PROBLEM. Please retype every line of the entries below word for word, leaving out the pictures.

TASK INPUTS.
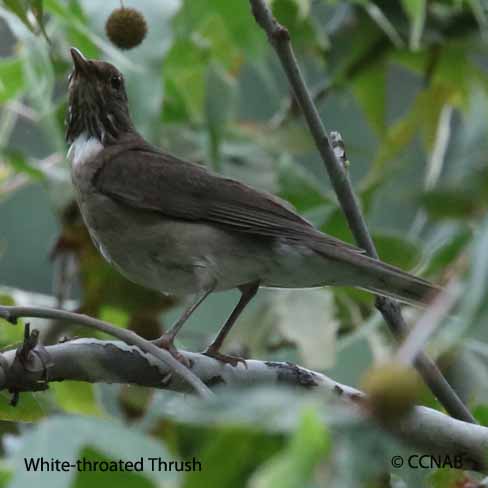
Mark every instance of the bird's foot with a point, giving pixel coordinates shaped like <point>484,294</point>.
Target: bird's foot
<point>224,358</point>
<point>166,342</point>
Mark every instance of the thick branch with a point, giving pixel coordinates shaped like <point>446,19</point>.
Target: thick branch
<point>94,361</point>
<point>280,40</point>
<point>11,314</point>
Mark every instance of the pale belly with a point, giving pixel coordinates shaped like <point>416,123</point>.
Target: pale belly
<point>173,257</point>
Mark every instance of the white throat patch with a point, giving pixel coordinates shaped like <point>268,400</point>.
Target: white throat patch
<point>83,148</point>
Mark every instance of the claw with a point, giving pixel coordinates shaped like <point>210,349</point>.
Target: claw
<point>166,342</point>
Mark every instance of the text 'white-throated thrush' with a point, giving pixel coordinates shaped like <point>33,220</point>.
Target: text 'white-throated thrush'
<point>174,226</point>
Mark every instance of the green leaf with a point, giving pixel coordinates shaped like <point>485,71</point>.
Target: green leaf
<point>184,71</point>
<point>75,397</point>
<point>447,478</point>
<point>27,409</point>
<point>220,106</point>
<point>397,250</point>
<point>20,8</point>
<point>449,203</point>
<point>480,413</point>
<point>295,465</point>
<point>118,478</point>
<point>449,251</point>
<point>18,162</point>
<point>12,80</point>
<point>370,90</point>
<point>298,186</point>
<point>242,449</point>
<point>416,10</point>
<point>236,16</point>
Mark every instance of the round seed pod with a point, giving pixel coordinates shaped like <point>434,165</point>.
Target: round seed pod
<point>126,27</point>
<point>392,390</point>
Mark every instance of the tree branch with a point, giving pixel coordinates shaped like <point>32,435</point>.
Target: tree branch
<point>11,314</point>
<point>95,361</point>
<point>390,310</point>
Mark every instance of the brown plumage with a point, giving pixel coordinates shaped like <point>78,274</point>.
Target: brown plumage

FULL SOLUTION.
Mark every instance of the bird's foot with a point, giving pixel coordinates shaped like <point>484,294</point>.
Target: bird's foot
<point>224,358</point>
<point>166,342</point>
Mark every instance of the thick branch with a point, giving pixel coordinates shaped like <point>446,19</point>.
Target: thick branch
<point>94,361</point>
<point>280,40</point>
<point>11,314</point>
Mark every instance of the pale belly with a point, giving pixel coordinates shaped like <point>416,123</point>.
Target: pale belly
<point>173,257</point>
Mark every instance of the white throat patch with a point, giving pixel coordinates shaped like <point>268,400</point>.
Target: white throat patch
<point>83,148</point>
Mark every instance of the claw with a point, giving pixel coordinates shaped like <point>210,349</point>.
Target: claw
<point>166,342</point>
Mark every instance of the text 'white-throated thrush' with a point, giving pixel coordinates shaped like <point>33,220</point>.
Target: text 'white-throated thrush'
<point>174,226</point>
Mark every instance of the green leaf with a point, giving pixel coordinates shaped like <point>485,71</point>.
Target: green leaf
<point>184,71</point>
<point>75,397</point>
<point>447,478</point>
<point>27,409</point>
<point>220,106</point>
<point>397,250</point>
<point>20,8</point>
<point>449,203</point>
<point>480,413</point>
<point>295,465</point>
<point>118,478</point>
<point>449,251</point>
<point>18,162</point>
<point>12,80</point>
<point>370,90</point>
<point>298,186</point>
<point>242,449</point>
<point>416,10</point>
<point>236,16</point>
Mark every instance of the round seed pod with a point, giving pixel coordinates shaped like <point>434,165</point>.
Target: round seed pod
<point>126,27</point>
<point>392,390</point>
Mark every instance of the tree branch with a point, giving pixel coordinates shaped like <point>32,435</point>.
Target: tree branch
<point>11,314</point>
<point>95,361</point>
<point>390,310</point>
Mark every instance of the brown plumage with a point, giving pixel coordinates shaped like <point>78,274</point>.
Target: brown plumage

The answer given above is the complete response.